▸ **What to produce**:
Give again, word for word, only the lines from the one containing "Expected: one point per instance of the police" through the final line.
- - - - - - -
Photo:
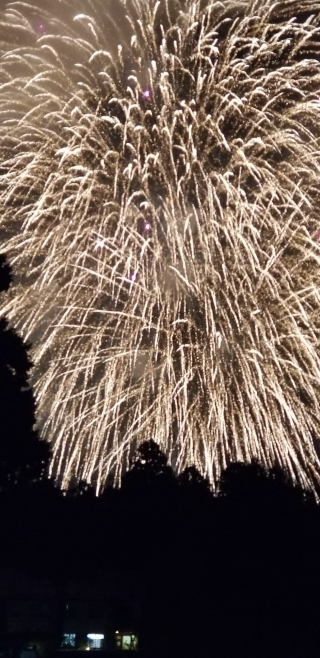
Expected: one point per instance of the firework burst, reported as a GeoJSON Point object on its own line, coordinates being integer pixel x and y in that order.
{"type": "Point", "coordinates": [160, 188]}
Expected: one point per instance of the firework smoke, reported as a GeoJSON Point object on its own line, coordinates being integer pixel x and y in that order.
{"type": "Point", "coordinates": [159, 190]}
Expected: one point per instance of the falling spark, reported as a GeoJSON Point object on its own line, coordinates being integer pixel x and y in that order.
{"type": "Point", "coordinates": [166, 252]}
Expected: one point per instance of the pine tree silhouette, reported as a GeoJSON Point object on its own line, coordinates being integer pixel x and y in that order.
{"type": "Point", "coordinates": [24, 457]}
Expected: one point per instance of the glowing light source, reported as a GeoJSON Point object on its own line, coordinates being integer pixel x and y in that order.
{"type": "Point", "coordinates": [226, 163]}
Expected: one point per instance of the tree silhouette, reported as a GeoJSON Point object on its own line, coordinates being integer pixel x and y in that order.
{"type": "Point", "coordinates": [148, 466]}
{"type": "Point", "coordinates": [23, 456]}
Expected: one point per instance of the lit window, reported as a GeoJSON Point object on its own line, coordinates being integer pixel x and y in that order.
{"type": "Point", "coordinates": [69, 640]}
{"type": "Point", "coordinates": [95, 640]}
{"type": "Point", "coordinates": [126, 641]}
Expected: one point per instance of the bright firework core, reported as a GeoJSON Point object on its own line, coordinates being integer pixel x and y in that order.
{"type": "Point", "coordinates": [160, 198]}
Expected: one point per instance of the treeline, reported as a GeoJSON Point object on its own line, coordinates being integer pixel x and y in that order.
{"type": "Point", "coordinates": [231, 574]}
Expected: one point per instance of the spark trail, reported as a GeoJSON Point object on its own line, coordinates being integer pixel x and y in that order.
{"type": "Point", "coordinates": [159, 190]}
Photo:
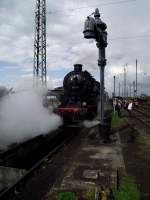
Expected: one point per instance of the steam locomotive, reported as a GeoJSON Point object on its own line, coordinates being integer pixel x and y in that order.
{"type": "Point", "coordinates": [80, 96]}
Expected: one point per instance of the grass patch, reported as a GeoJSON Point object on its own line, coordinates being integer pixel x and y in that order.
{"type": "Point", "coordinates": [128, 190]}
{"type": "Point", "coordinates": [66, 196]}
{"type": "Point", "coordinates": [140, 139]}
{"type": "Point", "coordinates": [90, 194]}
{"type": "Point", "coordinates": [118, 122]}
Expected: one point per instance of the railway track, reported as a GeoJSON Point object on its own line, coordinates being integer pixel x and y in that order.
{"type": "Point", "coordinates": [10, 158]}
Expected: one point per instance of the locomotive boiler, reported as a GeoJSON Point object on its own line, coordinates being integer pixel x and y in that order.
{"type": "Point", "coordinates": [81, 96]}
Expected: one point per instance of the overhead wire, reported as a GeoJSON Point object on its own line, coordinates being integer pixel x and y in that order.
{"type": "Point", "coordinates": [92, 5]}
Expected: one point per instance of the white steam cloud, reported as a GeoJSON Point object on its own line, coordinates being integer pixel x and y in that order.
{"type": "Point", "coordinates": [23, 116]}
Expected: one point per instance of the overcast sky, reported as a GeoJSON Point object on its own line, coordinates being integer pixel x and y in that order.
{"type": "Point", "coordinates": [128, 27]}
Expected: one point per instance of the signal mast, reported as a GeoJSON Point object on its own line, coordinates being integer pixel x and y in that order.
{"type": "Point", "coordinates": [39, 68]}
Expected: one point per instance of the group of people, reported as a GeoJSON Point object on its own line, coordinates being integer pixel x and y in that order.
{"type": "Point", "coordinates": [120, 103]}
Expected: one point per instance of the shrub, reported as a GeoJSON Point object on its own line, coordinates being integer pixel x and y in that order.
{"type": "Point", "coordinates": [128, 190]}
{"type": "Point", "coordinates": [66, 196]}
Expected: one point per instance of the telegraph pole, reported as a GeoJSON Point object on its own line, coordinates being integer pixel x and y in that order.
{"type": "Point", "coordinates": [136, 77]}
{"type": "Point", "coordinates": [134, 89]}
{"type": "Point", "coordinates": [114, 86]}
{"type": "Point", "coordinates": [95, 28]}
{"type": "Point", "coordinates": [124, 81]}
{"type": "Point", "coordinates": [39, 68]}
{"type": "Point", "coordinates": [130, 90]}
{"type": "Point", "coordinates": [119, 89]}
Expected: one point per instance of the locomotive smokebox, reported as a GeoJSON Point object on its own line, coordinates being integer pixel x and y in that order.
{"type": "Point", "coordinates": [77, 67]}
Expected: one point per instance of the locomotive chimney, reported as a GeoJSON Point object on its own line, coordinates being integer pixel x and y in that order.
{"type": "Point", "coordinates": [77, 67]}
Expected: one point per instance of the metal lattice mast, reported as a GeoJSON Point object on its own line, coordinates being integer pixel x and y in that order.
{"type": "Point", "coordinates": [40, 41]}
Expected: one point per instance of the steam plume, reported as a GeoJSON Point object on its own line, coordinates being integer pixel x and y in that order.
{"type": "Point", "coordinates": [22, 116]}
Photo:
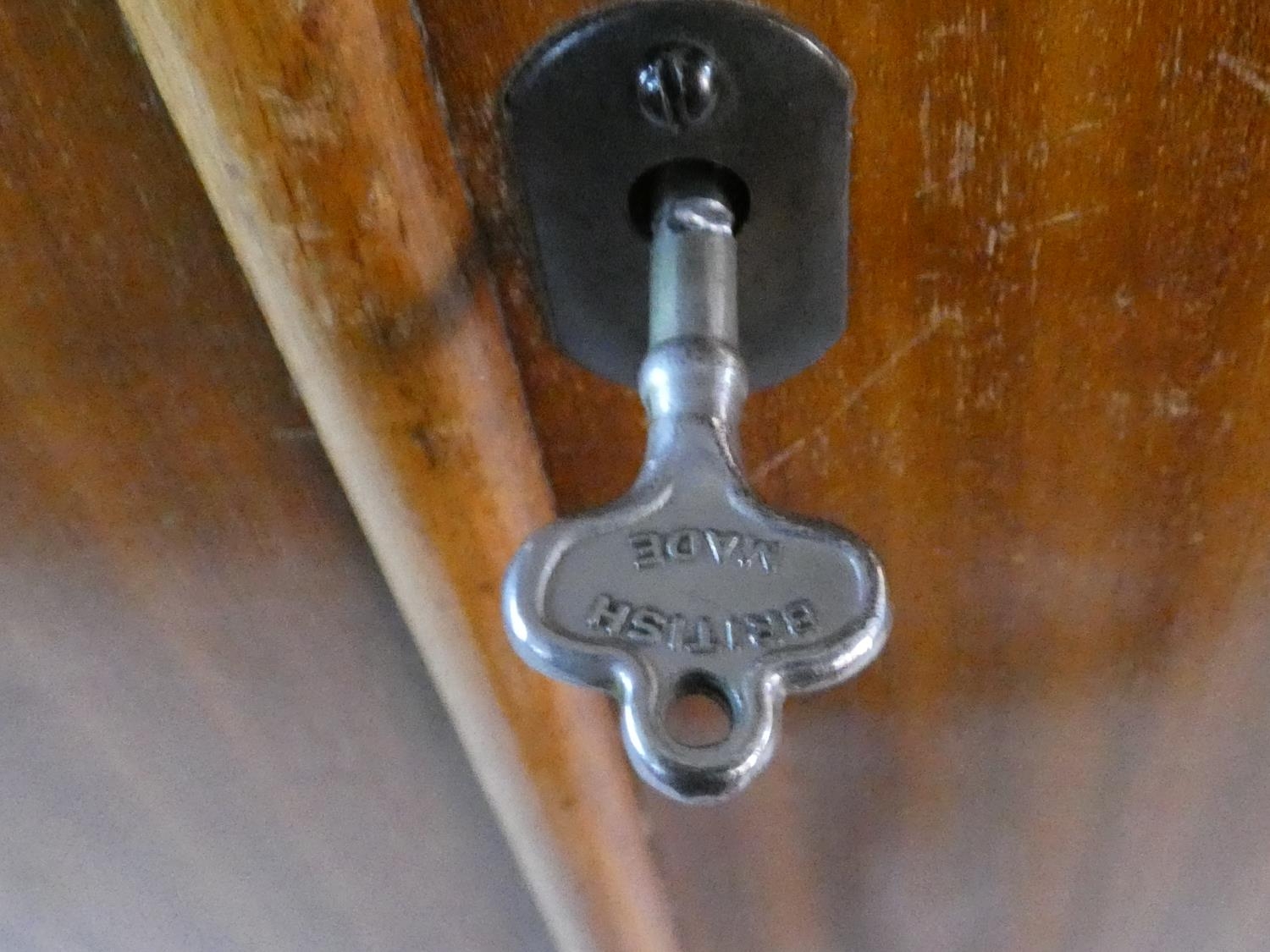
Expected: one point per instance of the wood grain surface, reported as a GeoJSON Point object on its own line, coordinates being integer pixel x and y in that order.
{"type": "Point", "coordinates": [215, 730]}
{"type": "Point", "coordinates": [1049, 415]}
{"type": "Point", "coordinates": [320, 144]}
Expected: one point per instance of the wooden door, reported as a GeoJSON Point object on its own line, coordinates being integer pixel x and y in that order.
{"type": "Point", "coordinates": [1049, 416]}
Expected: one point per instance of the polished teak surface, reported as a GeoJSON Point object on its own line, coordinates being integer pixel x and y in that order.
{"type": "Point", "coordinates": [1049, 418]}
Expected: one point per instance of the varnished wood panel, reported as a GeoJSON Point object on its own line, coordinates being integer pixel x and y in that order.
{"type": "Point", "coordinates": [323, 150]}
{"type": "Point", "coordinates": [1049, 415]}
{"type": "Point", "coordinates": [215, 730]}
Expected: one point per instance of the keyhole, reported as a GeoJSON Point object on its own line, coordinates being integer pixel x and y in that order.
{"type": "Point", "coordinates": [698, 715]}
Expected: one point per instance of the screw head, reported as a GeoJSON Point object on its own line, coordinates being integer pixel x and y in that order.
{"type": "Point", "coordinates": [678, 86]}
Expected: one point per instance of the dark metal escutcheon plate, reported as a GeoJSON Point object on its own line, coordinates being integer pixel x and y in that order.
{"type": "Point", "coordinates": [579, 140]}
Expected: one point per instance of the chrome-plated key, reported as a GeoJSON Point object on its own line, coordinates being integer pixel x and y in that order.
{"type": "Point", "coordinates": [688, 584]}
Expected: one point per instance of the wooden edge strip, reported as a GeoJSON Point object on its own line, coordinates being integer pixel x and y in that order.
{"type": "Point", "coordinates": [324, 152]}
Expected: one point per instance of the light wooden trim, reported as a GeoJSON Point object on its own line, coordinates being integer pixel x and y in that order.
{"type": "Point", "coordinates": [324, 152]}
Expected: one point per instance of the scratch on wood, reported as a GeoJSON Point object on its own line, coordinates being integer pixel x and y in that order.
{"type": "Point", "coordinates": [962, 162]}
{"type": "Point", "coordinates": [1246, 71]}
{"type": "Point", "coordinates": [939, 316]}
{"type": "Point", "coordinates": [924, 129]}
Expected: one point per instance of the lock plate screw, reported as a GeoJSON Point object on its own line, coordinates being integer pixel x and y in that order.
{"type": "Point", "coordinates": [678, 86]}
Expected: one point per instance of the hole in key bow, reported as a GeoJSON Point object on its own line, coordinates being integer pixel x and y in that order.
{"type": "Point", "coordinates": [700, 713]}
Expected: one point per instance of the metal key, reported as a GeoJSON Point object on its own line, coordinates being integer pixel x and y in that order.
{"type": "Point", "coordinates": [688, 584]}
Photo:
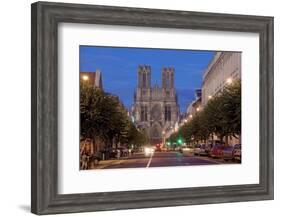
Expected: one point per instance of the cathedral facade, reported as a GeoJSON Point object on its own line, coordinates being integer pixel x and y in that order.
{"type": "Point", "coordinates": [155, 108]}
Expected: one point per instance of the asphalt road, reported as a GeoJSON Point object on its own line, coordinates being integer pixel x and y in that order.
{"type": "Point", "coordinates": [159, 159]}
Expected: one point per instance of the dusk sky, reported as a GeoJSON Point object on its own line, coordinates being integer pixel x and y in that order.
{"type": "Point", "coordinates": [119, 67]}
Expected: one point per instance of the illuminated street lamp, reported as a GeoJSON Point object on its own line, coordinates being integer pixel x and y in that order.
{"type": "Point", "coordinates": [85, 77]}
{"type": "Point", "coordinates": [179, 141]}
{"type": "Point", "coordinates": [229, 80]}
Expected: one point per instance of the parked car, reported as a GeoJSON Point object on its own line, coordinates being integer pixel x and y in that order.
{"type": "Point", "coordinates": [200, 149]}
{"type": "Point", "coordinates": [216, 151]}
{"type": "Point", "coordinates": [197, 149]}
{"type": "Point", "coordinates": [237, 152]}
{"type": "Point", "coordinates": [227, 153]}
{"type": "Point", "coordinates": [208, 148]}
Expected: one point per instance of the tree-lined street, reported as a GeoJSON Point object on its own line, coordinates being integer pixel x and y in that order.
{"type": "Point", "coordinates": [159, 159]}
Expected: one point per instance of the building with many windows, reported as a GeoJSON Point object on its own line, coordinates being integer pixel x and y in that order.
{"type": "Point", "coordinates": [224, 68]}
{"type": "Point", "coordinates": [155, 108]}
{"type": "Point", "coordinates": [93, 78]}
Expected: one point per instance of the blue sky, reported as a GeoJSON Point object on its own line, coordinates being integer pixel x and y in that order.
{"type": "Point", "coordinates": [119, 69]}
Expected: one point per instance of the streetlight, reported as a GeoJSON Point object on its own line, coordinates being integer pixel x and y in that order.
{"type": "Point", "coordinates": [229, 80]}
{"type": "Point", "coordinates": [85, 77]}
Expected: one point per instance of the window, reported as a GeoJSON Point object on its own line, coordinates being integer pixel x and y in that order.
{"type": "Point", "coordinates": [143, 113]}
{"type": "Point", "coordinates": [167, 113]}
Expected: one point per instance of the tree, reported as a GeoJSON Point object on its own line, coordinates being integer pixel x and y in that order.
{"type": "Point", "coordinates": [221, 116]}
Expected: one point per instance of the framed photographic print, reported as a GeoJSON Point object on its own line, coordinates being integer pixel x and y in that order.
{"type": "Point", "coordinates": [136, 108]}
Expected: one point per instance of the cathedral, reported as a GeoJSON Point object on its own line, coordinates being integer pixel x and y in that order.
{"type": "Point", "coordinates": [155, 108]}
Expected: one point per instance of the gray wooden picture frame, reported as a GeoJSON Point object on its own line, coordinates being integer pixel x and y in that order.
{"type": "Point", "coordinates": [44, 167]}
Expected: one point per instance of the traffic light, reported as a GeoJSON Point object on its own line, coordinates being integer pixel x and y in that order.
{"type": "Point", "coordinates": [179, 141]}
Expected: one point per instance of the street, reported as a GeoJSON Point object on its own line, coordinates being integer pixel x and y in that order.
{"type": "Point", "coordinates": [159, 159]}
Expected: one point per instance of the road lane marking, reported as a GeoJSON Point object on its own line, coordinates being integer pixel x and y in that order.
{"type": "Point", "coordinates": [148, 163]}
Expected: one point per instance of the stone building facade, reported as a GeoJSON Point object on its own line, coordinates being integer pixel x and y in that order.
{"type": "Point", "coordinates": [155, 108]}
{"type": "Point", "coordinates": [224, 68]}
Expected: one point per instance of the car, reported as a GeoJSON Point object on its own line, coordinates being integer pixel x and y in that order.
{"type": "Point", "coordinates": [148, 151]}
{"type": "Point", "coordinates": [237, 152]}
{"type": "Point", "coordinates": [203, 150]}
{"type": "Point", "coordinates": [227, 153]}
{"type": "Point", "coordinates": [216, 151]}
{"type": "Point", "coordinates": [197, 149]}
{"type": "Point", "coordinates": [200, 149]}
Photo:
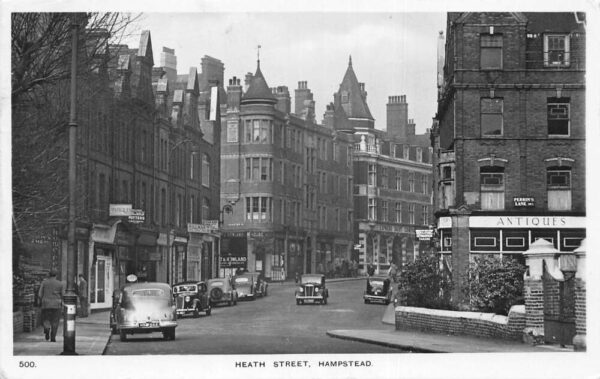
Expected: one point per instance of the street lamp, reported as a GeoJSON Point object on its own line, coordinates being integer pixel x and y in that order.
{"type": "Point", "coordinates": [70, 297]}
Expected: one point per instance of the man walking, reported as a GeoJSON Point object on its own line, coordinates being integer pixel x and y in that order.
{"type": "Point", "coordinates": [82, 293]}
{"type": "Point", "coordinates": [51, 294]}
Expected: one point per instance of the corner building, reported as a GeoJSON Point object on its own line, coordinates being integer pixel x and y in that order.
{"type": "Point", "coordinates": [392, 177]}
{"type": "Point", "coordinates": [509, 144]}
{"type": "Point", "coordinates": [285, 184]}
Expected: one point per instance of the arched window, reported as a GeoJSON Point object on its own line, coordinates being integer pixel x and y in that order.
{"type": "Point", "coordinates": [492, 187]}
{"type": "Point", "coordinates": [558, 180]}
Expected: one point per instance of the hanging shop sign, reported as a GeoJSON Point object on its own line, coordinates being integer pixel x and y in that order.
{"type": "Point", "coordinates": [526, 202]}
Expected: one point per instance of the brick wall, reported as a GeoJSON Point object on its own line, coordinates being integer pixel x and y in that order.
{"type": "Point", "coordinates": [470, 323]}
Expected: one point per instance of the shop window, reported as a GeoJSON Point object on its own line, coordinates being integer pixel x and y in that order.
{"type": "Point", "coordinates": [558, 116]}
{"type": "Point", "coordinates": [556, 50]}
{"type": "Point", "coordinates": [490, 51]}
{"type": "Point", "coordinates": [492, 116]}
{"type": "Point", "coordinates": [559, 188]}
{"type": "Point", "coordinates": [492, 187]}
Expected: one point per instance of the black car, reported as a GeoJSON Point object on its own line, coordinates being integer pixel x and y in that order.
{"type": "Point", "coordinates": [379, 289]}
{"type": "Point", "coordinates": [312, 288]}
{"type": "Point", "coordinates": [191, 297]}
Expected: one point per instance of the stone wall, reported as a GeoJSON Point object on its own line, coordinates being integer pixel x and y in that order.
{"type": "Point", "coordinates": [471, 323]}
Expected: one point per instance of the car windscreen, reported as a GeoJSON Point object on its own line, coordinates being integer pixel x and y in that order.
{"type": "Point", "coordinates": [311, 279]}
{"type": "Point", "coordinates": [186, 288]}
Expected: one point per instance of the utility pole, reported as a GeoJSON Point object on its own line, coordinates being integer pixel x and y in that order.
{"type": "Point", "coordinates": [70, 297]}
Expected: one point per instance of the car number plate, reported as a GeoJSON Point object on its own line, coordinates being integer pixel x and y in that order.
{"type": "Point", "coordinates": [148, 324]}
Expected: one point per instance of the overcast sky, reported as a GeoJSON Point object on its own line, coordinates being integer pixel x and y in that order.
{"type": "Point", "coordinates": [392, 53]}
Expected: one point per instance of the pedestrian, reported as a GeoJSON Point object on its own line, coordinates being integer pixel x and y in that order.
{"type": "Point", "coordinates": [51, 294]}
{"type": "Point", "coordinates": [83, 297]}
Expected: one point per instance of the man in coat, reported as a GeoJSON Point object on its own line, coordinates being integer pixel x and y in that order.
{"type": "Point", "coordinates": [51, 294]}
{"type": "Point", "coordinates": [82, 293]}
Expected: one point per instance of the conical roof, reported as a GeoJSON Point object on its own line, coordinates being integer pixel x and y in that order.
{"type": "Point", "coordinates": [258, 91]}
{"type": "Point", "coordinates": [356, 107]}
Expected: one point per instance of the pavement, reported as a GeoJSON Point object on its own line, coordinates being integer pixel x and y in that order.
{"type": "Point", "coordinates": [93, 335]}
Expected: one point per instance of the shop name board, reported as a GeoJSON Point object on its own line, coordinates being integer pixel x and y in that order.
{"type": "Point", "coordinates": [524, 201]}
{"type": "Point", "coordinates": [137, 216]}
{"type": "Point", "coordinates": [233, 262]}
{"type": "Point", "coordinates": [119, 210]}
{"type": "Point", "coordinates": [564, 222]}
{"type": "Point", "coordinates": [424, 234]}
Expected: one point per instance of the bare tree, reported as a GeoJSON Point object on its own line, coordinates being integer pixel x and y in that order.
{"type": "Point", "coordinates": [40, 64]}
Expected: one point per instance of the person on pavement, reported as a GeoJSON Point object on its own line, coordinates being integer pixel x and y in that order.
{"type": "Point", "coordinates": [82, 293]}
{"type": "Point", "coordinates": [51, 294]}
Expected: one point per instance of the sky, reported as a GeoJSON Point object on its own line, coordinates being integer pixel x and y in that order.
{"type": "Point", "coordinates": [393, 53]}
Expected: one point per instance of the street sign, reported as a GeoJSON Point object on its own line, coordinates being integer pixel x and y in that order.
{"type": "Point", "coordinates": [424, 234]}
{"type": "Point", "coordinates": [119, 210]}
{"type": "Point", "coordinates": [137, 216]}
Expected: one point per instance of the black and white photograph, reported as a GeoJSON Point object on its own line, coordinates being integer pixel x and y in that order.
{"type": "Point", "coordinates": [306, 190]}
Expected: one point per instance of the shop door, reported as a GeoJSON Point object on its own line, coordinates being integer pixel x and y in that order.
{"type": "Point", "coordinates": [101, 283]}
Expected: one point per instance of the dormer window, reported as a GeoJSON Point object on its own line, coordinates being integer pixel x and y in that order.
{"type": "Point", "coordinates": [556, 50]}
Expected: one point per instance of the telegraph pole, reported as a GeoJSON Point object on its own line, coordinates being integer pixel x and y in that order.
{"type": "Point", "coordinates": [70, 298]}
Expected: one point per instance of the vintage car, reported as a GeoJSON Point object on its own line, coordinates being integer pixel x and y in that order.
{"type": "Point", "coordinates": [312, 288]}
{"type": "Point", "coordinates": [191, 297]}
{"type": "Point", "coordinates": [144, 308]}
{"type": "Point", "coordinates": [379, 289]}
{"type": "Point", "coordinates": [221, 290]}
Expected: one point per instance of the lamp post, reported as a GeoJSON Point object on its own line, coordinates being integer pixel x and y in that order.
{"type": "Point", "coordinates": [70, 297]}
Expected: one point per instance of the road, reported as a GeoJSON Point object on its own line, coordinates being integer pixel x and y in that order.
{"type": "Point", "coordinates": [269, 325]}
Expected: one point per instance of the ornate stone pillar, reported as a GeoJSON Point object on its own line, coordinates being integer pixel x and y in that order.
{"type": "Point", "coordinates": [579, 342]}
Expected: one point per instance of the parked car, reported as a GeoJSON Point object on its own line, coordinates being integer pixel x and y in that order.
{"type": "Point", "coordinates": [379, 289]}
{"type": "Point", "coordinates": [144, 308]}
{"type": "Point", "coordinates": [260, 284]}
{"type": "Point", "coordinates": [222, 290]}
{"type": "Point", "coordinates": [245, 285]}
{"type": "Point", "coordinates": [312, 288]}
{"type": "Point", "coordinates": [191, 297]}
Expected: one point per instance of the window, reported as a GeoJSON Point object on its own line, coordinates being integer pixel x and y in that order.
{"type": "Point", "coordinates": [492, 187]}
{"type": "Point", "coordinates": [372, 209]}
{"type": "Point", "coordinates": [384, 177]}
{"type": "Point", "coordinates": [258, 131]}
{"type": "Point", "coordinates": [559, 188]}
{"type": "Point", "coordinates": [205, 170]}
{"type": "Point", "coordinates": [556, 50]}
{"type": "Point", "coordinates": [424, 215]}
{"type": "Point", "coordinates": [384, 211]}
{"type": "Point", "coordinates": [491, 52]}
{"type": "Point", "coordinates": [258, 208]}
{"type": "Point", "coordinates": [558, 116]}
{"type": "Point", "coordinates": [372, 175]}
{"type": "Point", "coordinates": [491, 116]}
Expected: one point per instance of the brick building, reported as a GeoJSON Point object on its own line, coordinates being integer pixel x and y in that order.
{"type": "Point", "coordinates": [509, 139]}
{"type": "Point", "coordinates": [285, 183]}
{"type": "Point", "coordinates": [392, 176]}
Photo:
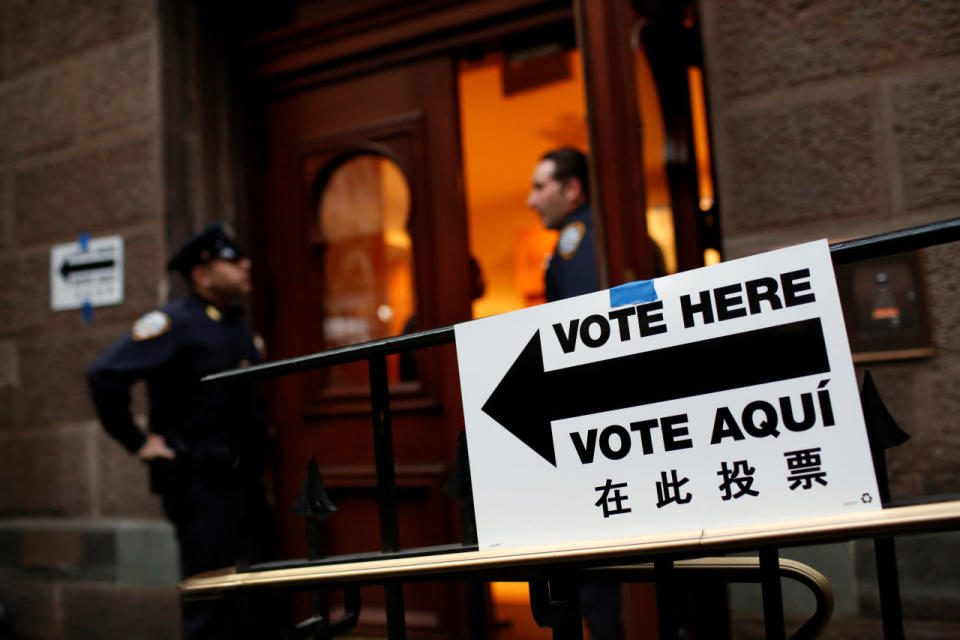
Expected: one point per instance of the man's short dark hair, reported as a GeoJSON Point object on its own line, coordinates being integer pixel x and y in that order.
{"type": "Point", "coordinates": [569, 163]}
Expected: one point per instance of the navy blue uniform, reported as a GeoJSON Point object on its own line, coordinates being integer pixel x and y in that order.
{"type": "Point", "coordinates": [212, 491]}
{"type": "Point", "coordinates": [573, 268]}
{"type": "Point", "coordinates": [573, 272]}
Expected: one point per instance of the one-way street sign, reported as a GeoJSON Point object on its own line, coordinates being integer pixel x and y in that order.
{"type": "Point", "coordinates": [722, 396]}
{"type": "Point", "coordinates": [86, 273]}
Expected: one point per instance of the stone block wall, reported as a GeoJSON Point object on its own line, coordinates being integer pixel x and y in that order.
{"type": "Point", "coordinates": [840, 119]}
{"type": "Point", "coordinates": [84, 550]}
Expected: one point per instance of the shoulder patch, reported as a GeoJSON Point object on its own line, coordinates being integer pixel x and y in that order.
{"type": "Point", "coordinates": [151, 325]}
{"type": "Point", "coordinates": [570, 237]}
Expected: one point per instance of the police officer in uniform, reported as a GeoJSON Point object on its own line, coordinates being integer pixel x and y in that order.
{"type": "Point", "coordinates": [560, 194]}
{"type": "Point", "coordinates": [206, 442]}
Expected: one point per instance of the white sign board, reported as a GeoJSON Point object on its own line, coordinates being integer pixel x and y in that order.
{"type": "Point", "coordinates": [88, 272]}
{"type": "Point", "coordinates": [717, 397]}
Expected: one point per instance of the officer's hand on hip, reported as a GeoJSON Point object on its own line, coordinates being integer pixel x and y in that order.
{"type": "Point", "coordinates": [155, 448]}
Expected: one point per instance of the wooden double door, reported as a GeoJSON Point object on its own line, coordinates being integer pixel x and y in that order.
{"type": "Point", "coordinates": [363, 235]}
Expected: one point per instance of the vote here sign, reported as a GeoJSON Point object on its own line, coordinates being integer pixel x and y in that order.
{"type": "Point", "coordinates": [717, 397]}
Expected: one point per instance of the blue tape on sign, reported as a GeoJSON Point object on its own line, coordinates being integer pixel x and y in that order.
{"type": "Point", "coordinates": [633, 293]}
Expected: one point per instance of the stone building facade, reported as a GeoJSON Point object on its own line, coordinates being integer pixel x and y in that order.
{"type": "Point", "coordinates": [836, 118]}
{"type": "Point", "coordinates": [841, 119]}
- - - - - - -
▸ **The output**:
Expected: one point per instance of the police officer in uniform, reported as a GeoJSON Point object on its own line, coordinates being integer pixel x and y in that order.
{"type": "Point", "coordinates": [560, 194]}
{"type": "Point", "coordinates": [206, 442]}
Expected: one point per instance of the white sign board, reported as a GeoJSON Point object on its own line, coordinates being integer pixel x and y in that order.
{"type": "Point", "coordinates": [88, 272]}
{"type": "Point", "coordinates": [717, 397]}
Expected: one point per instance of the officer's hand on hip, reported as a GeoJSON Point object on its own line, coordinates being integer pixel x and y in that order.
{"type": "Point", "coordinates": [155, 448]}
Expected: one point per instance of the wooden double door, reported as a GeoJSON Point object on its own line, coordinates being integer pixel x and y in that order.
{"type": "Point", "coordinates": [363, 235]}
Expected: one point per instance of the vote here sign, reported as a GeoJSON Point object on its own line, coordinates being integer pixel x and y in that order.
{"type": "Point", "coordinates": [717, 397]}
Expected: one point per instance of the blue tape on sign, reported as a GeoJSON Point object on its own line, coordinates being integer pixel x and y in that order.
{"type": "Point", "coordinates": [633, 293]}
Expected: one point per instance of the stone building facade, reported as a GeoJSON Point object on its own line, coordinates being integer pixel x and y in that order.
{"type": "Point", "coordinates": [836, 118]}
{"type": "Point", "coordinates": [841, 119]}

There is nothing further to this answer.